▸ Job
Please set down every line of the material below word for word, with nothing changed.

▸ Provided data
= = =

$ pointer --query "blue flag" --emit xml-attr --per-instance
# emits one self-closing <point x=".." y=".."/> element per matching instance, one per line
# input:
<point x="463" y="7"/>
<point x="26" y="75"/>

= = =

▸ Result of this task
$ pointer --query "blue flag" --emit xml-attr --per-instance
# emits one self-closing <point x=".." y=".."/> element per matching instance, one per line
# input:
<point x="463" y="7"/>
<point x="26" y="75"/>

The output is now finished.